Excerpt to read ->
--- Start ---
In Chennai, too, good filter coffee can be had at pretty much any hole-in-the-wall eatery. Roadside stalls also do what we affectionately call “meter coffee.” The vendor will mix the coffee and then pour it in dramatic arc-like motions between two stainless steel tumblers, much like his teh tarik (“pulled tea”) counterparts in Singapore and Malaysia. This serves to cool the beverage down and add a layer of froth on top; it has the added benefit of putting on a good show for customers.

But the best coffee, everyone agrees, is to be found in homes, especially planters’ homes. And while that may not sound like particularly helpful advice to travelers looking for a caffeine fix, it’s actually a straightforward proposition. In the last few years, with coffee prices turning volatile, more and more planters in Chikmagalur have opened their bungalows to paying guests.

I am headed to one of them. It is called the Thippanahalli Home Stay, and I’ve chosen it because it is brand new. The quality of Chikmagalur guesthouses—and I’ve stayed at many over the years—varies widely. Some charge per person and cater to price-conscious bachelors who spend all day hiking the backcountry and come “home” just to sleep. Others lure honeymooners with promises of solitude, comfort, and good food. Some, like Thippanahalli, prefer families and reserve the right not to admit “hard-drinking bachelors who stay up all night and scare the owls,” as my host delicately puts it.

Thippanahalli is owned by Ravishankar Araluguppe and his wife Meera, fifth-generation planters who are happy to share stories of their life on a coffee plantation. Their “bungalow” turns out to be a two-story red-brick mansion built in the 1930s. It’s a rambling affair with a colonnaded porte cochere out front, a tranquil courtyard out back, and 28 rooms filled with antiques and memorabilia, including a Bohemian chandelier, Chinese wall hangings, and, most interesting of all, a neatly drawn Araluguppe family tree going back to the 18th century. The house is beautifully maintained and fronted by manicured lawns lined with flowering shrubs and—improbably in this cool region—an enormous cactus.

After freshening up, I head to the small dining room for lunch with the Araluguppes. The food is excellent. Unlike at The Serai, the menu here incorporates local specialties that are hard to find outside private kitchens. Meera starts us off with dollops of chutney and akki roti, a flatbread of rice flour, shredded coconut, chopped onion, cilantro, and green chilies, sprinkled with cumin seeds. (Unlike dosas, which are spread on the pan using a ladle, akki rotis are typically hand-patted, a technique that leaves impressions of the cook’s fingers in the dough. It’s a personal, handmade touch that I find delightful.) We also have balls of steamed rice known as kadubu, which we dip in a gravy made from horsegram, tamarind, and freshly ground pepper, and Meera’s specialty: engai palya, a tangy dish of bell peppers stuffed and simmered with spices.

 

 

 

 

 

 

 

 

 

Above, from left: Room service at The Serai; chicken simmered in coconut milk and dry chilies, at The Serai; one of The Serai’s two-story villas; cocktail hour at The Serai’s lounge.

Later that afternoon, after sampling my hosts’ coffee, I hike into the foothills of Mullayangiri. It’s a bracing walk that makes me feel better about overindulging at lunch. When I return, a campfire has been built. The other guests are honeymooners who don’t show up except for rushed meals. I sit with Ravishankar and catch up on the local gossip before turning in.
--- End ---
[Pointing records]
--- Start ---
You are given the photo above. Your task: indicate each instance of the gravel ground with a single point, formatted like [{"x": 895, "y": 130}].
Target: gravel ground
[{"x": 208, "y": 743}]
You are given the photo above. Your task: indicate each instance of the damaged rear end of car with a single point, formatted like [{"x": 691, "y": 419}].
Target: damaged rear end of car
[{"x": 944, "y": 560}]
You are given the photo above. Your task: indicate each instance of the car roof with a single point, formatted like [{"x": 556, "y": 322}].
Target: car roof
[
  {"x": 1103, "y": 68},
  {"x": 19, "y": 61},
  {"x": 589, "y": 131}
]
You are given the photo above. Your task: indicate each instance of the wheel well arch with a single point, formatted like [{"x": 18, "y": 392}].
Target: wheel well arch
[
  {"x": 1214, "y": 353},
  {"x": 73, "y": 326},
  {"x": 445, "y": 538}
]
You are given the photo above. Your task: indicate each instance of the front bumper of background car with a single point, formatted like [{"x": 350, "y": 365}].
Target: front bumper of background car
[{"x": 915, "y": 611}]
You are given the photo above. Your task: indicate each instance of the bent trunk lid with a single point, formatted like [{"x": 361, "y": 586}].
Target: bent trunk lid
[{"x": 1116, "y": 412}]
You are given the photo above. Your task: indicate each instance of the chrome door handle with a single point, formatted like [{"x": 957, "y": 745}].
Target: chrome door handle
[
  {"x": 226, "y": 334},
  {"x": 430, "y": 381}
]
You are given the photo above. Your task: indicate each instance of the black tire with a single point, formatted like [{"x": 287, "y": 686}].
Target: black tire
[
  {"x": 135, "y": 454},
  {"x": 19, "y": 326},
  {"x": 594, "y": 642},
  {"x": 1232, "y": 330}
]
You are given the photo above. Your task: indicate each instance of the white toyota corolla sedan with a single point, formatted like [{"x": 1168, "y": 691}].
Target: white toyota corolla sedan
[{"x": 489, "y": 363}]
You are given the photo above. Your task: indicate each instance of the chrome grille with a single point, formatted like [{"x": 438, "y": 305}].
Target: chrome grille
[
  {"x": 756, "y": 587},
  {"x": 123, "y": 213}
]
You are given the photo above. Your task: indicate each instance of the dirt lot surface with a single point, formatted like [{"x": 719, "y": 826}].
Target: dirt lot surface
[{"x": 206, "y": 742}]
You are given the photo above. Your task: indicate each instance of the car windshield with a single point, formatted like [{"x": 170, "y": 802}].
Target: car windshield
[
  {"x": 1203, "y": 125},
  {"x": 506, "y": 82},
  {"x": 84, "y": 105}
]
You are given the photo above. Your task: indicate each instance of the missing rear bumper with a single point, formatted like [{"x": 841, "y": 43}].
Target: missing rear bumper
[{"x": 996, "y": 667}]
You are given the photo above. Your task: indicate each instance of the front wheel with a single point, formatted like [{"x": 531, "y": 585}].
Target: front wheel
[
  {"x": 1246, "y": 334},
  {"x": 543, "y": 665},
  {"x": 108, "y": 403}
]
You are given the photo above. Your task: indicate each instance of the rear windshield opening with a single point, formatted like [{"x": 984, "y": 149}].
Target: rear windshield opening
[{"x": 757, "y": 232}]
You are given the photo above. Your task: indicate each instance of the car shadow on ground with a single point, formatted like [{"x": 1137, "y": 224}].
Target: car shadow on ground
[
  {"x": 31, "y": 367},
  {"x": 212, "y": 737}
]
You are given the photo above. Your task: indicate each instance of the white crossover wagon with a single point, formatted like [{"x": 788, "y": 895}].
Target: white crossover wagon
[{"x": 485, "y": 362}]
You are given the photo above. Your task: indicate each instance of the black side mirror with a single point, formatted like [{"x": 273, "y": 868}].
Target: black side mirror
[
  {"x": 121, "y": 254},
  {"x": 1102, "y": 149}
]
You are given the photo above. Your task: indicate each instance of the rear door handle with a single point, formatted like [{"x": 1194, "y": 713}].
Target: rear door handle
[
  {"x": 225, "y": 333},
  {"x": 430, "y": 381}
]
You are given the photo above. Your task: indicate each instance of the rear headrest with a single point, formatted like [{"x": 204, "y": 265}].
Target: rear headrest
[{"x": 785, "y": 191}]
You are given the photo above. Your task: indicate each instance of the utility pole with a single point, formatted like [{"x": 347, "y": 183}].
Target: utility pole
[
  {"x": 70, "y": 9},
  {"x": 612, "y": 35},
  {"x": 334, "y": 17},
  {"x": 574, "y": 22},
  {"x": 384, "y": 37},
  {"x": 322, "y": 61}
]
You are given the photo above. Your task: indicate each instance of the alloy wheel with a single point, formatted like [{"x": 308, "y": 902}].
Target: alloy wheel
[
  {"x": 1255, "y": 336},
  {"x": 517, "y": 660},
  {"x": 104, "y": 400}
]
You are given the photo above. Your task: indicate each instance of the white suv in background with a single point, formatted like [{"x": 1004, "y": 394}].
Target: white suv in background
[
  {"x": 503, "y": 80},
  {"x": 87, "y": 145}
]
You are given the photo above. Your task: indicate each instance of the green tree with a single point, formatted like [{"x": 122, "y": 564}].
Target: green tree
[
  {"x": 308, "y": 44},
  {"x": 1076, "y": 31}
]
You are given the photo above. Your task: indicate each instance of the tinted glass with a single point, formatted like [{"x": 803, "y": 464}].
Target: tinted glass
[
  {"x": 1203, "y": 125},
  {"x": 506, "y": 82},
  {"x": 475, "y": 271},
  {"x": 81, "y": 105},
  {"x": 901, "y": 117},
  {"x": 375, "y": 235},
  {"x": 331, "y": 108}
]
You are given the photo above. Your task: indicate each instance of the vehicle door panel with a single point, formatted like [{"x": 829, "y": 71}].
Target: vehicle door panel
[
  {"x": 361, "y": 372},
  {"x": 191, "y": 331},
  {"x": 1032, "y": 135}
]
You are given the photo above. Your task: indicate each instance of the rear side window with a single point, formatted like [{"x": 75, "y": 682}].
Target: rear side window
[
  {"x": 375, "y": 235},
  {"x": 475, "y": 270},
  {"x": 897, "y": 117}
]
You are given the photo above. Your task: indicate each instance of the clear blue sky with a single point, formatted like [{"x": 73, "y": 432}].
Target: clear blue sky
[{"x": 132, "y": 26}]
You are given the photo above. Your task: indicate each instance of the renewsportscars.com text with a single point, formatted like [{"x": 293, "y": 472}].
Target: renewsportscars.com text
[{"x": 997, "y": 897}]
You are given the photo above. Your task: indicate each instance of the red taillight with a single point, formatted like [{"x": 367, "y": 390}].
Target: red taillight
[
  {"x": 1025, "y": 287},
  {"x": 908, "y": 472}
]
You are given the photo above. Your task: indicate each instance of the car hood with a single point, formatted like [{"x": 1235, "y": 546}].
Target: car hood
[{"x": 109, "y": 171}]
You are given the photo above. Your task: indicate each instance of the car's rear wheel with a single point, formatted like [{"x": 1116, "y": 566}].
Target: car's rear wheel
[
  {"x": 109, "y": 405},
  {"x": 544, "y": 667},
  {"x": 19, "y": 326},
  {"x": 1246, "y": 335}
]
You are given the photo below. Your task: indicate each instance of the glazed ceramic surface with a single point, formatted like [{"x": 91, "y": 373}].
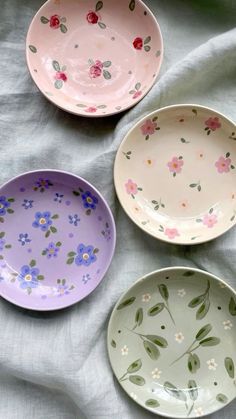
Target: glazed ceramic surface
[
  {"x": 175, "y": 174},
  {"x": 99, "y": 58},
  {"x": 57, "y": 238},
  {"x": 171, "y": 342}
]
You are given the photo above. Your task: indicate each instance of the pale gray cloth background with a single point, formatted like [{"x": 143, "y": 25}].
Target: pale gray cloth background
[{"x": 55, "y": 366}]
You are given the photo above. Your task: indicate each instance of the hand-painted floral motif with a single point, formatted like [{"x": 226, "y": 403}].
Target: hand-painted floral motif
[
  {"x": 44, "y": 220},
  {"x": 28, "y": 203},
  {"x": 29, "y": 277},
  {"x": 98, "y": 68},
  {"x": 212, "y": 124},
  {"x": 74, "y": 219},
  {"x": 223, "y": 164},
  {"x": 139, "y": 43},
  {"x": 149, "y": 127},
  {"x": 52, "y": 250},
  {"x": 175, "y": 165},
  {"x": 132, "y": 188},
  {"x": 24, "y": 239},
  {"x": 60, "y": 75},
  {"x": 93, "y": 17},
  {"x": 42, "y": 185},
  {"x": 85, "y": 255},
  {"x": 55, "y": 22},
  {"x": 136, "y": 92}
]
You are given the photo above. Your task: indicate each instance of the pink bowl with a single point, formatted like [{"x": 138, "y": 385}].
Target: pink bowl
[{"x": 94, "y": 58}]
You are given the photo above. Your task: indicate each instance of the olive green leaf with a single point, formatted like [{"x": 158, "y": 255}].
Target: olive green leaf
[
  {"x": 212, "y": 341},
  {"x": 174, "y": 392},
  {"x": 203, "y": 332},
  {"x": 163, "y": 291},
  {"x": 221, "y": 398},
  {"x": 229, "y": 365},
  {"x": 203, "y": 310},
  {"x": 193, "y": 363},
  {"x": 126, "y": 303},
  {"x": 193, "y": 390},
  {"x": 135, "y": 366},
  {"x": 152, "y": 351},
  {"x": 137, "y": 379},
  {"x": 152, "y": 403},
  {"x": 153, "y": 311},
  {"x": 138, "y": 317},
  {"x": 232, "y": 306},
  {"x": 158, "y": 340}
]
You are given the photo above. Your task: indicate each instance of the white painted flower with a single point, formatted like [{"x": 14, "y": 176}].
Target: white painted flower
[
  {"x": 146, "y": 297},
  {"x": 179, "y": 337},
  {"x": 199, "y": 411},
  {"x": 134, "y": 396},
  {"x": 124, "y": 350},
  {"x": 156, "y": 373},
  {"x": 227, "y": 325},
  {"x": 212, "y": 365},
  {"x": 181, "y": 293}
]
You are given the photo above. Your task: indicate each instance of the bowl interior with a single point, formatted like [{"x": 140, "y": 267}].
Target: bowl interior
[
  {"x": 99, "y": 58},
  {"x": 175, "y": 174},
  {"x": 171, "y": 341},
  {"x": 57, "y": 239}
]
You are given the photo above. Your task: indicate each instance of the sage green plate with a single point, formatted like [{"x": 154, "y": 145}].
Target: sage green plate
[{"x": 172, "y": 340}]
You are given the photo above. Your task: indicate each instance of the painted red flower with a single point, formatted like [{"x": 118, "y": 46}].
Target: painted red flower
[
  {"x": 60, "y": 76},
  {"x": 54, "y": 22},
  {"x": 92, "y": 17},
  {"x": 96, "y": 69},
  {"x": 138, "y": 43}
]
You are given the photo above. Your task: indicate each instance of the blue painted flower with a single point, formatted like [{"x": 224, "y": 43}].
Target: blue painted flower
[
  {"x": 85, "y": 255},
  {"x": 28, "y": 203},
  {"x": 89, "y": 200},
  {"x": 28, "y": 277},
  {"x": 2, "y": 244},
  {"x": 42, "y": 220},
  {"x": 74, "y": 219},
  {"x": 4, "y": 204},
  {"x": 24, "y": 239},
  {"x": 58, "y": 197},
  {"x": 52, "y": 250}
]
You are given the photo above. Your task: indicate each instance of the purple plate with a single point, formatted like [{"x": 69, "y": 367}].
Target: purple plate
[{"x": 57, "y": 239}]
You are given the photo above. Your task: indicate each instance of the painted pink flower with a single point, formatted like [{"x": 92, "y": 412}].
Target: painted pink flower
[
  {"x": 54, "y": 22},
  {"x": 223, "y": 164},
  {"x": 171, "y": 233},
  {"x": 91, "y": 109},
  {"x": 138, "y": 43},
  {"x": 96, "y": 69},
  {"x": 175, "y": 165},
  {"x": 209, "y": 220},
  {"x": 137, "y": 94},
  {"x": 131, "y": 187},
  {"x": 148, "y": 128},
  {"x": 60, "y": 76},
  {"x": 92, "y": 17},
  {"x": 213, "y": 123}
]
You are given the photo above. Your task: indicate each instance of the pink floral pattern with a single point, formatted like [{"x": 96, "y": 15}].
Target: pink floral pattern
[
  {"x": 224, "y": 164},
  {"x": 94, "y": 18},
  {"x": 175, "y": 165},
  {"x": 212, "y": 124}
]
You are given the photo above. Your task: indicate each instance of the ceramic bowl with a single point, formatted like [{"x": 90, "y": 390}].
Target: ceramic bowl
[
  {"x": 171, "y": 342},
  {"x": 99, "y": 58},
  {"x": 175, "y": 174},
  {"x": 57, "y": 239}
]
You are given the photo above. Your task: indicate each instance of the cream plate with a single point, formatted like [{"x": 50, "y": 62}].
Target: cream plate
[
  {"x": 175, "y": 174},
  {"x": 171, "y": 342},
  {"x": 94, "y": 58}
]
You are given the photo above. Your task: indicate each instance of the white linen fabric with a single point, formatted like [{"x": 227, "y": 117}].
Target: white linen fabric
[{"x": 55, "y": 365}]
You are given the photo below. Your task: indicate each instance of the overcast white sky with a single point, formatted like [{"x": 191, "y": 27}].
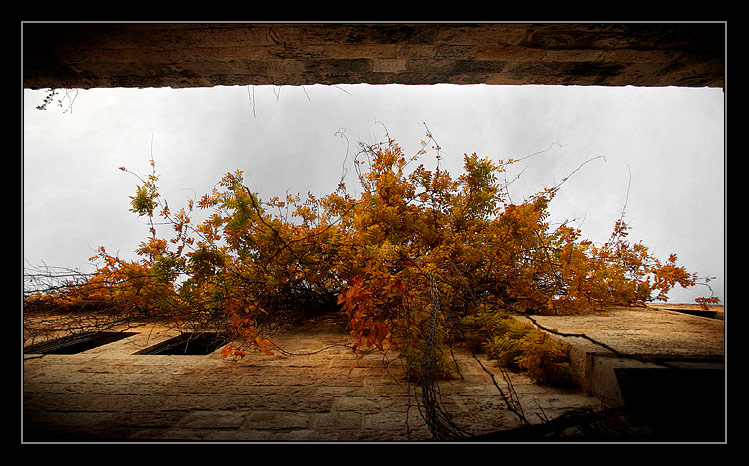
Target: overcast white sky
[{"x": 671, "y": 140}]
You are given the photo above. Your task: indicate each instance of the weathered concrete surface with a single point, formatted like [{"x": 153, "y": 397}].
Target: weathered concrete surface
[
  {"x": 109, "y": 394},
  {"x": 206, "y": 55}
]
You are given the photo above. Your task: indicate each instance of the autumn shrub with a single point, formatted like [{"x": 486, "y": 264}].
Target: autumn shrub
[{"x": 408, "y": 259}]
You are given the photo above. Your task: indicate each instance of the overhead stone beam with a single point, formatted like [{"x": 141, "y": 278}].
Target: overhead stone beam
[{"x": 204, "y": 55}]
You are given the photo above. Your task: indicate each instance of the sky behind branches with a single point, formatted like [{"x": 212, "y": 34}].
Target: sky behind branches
[{"x": 660, "y": 151}]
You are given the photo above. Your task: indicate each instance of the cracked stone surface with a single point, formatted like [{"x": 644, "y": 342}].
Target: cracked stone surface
[{"x": 110, "y": 394}]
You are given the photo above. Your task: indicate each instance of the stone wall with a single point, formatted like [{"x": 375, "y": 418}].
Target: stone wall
[{"x": 205, "y": 55}]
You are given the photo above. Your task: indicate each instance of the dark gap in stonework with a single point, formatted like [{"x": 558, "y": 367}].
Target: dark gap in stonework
[
  {"x": 189, "y": 344},
  {"x": 77, "y": 343}
]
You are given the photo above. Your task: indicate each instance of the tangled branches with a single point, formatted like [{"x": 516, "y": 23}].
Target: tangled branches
[{"x": 414, "y": 258}]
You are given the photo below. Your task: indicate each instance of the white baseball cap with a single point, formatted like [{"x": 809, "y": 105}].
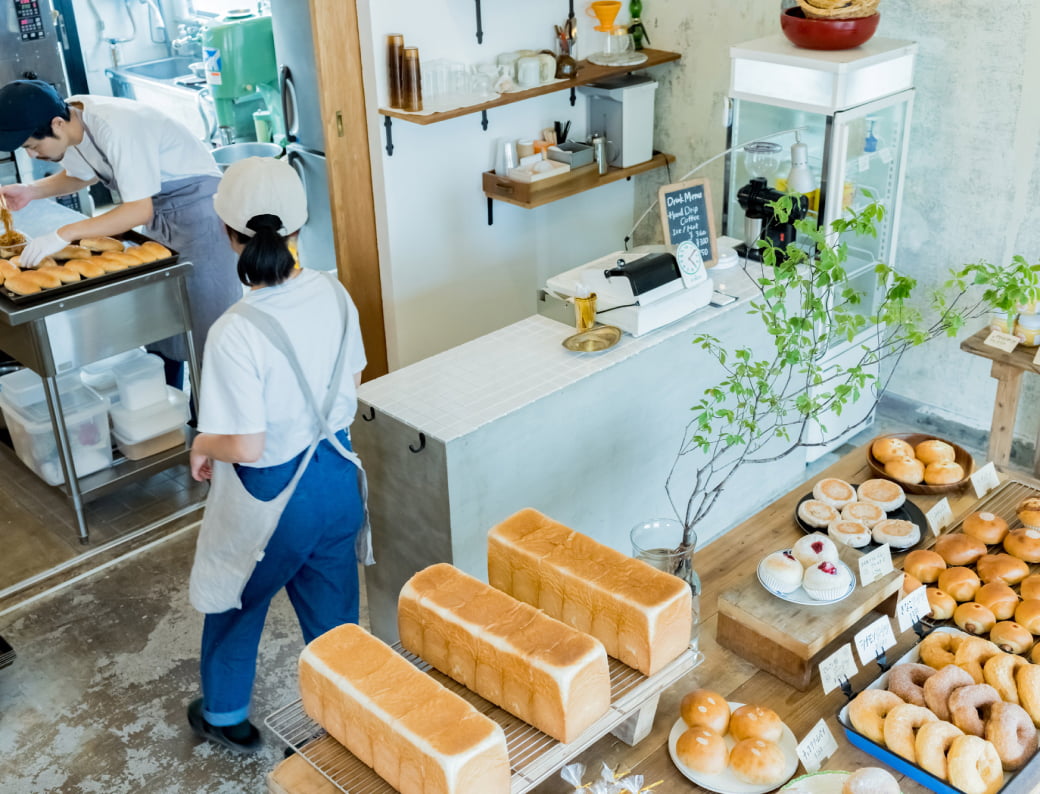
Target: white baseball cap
[{"x": 261, "y": 186}]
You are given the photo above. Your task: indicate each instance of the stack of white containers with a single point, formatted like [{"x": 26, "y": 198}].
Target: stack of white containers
[{"x": 150, "y": 415}]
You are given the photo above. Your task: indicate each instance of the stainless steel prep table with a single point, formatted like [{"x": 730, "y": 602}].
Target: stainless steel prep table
[{"x": 55, "y": 336}]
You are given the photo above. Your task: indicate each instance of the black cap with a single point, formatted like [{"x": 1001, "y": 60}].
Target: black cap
[{"x": 25, "y": 106}]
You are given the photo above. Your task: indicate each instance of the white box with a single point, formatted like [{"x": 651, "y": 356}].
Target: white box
[{"x": 35, "y": 443}]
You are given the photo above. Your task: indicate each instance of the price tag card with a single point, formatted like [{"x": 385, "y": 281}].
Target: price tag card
[
  {"x": 939, "y": 516},
  {"x": 875, "y": 640},
  {"x": 1001, "y": 340},
  {"x": 837, "y": 667},
  {"x": 876, "y": 564},
  {"x": 912, "y": 609},
  {"x": 816, "y": 747},
  {"x": 985, "y": 480}
]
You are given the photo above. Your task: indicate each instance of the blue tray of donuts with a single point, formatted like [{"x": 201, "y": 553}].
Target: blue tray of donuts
[{"x": 1023, "y": 780}]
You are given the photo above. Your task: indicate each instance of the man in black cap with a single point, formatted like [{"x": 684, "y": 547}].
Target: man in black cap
[{"x": 163, "y": 176}]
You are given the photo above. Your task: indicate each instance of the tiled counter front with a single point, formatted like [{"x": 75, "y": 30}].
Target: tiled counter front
[{"x": 514, "y": 419}]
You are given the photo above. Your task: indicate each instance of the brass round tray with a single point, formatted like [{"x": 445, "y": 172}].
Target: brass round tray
[{"x": 594, "y": 340}]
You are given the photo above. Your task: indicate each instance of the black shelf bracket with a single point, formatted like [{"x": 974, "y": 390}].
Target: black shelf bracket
[{"x": 386, "y": 127}]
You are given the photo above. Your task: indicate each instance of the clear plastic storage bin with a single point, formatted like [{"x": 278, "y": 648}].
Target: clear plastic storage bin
[{"x": 35, "y": 443}]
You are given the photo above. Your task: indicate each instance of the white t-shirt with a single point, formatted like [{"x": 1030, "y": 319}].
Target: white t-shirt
[
  {"x": 248, "y": 386},
  {"x": 144, "y": 147}
]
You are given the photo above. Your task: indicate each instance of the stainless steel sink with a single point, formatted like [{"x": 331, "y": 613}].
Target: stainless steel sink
[{"x": 161, "y": 69}]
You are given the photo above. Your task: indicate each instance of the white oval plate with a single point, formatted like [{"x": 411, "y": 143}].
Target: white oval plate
[
  {"x": 799, "y": 595},
  {"x": 725, "y": 782}
]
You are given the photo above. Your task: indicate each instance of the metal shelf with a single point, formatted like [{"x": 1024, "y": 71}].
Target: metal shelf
[{"x": 534, "y": 756}]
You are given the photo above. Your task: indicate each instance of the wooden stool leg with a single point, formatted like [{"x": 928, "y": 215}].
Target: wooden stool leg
[{"x": 1003, "y": 430}]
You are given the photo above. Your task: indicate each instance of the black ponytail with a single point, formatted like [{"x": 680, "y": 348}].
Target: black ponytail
[{"x": 266, "y": 259}]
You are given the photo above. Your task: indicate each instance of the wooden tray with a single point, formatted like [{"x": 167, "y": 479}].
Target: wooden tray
[
  {"x": 48, "y": 293},
  {"x": 961, "y": 456}
]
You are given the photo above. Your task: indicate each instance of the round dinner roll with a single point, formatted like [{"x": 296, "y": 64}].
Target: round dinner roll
[
  {"x": 755, "y": 722},
  {"x": 934, "y": 451},
  {"x": 702, "y": 749},
  {"x": 925, "y": 565},
  {"x": 943, "y": 472},
  {"x": 1003, "y": 567},
  {"x": 988, "y": 528},
  {"x": 884, "y": 493},
  {"x": 888, "y": 449},
  {"x": 758, "y": 762},
  {"x": 960, "y": 582},
  {"x": 1023, "y": 543},
  {"x": 702, "y": 708},
  {"x": 959, "y": 549},
  {"x": 908, "y": 470}
]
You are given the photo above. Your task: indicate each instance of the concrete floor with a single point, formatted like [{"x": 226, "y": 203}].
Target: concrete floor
[{"x": 95, "y": 701}]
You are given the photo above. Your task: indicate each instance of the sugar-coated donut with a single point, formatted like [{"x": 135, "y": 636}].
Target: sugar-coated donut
[
  {"x": 1012, "y": 734},
  {"x": 867, "y": 712},
  {"x": 702, "y": 749},
  {"x": 933, "y": 743},
  {"x": 967, "y": 705},
  {"x": 973, "y": 766},
  {"x": 706, "y": 709},
  {"x": 755, "y": 722},
  {"x": 901, "y": 726},
  {"x": 938, "y": 688},
  {"x": 907, "y": 681}
]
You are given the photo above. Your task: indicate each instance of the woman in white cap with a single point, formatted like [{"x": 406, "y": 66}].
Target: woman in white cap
[{"x": 279, "y": 389}]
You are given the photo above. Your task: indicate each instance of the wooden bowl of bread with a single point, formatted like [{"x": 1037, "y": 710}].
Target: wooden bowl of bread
[{"x": 919, "y": 462}]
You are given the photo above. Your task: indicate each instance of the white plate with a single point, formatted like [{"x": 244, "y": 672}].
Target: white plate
[
  {"x": 799, "y": 595},
  {"x": 725, "y": 782}
]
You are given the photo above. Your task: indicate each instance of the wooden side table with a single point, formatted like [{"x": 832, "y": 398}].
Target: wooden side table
[{"x": 1007, "y": 368}]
--- End ---
Actions to take ->
1 - In the travel passage, in what decade was the Araluguppes' two-story red-brick mansion built?
2 - Reproduce the part of the travel passage starting with "Above, from left: Room" and going on through "The Serai’s lounge.".
These items are not needed.

Answers to each task ->
1 - The 1930s.

2 -
Above, from left: Room service at The Serai; chicken simmered in coconut milk and dry chilies, at The Serai; one of The Serai’s two-story villas; cocktail hour at The Serai’s lounge.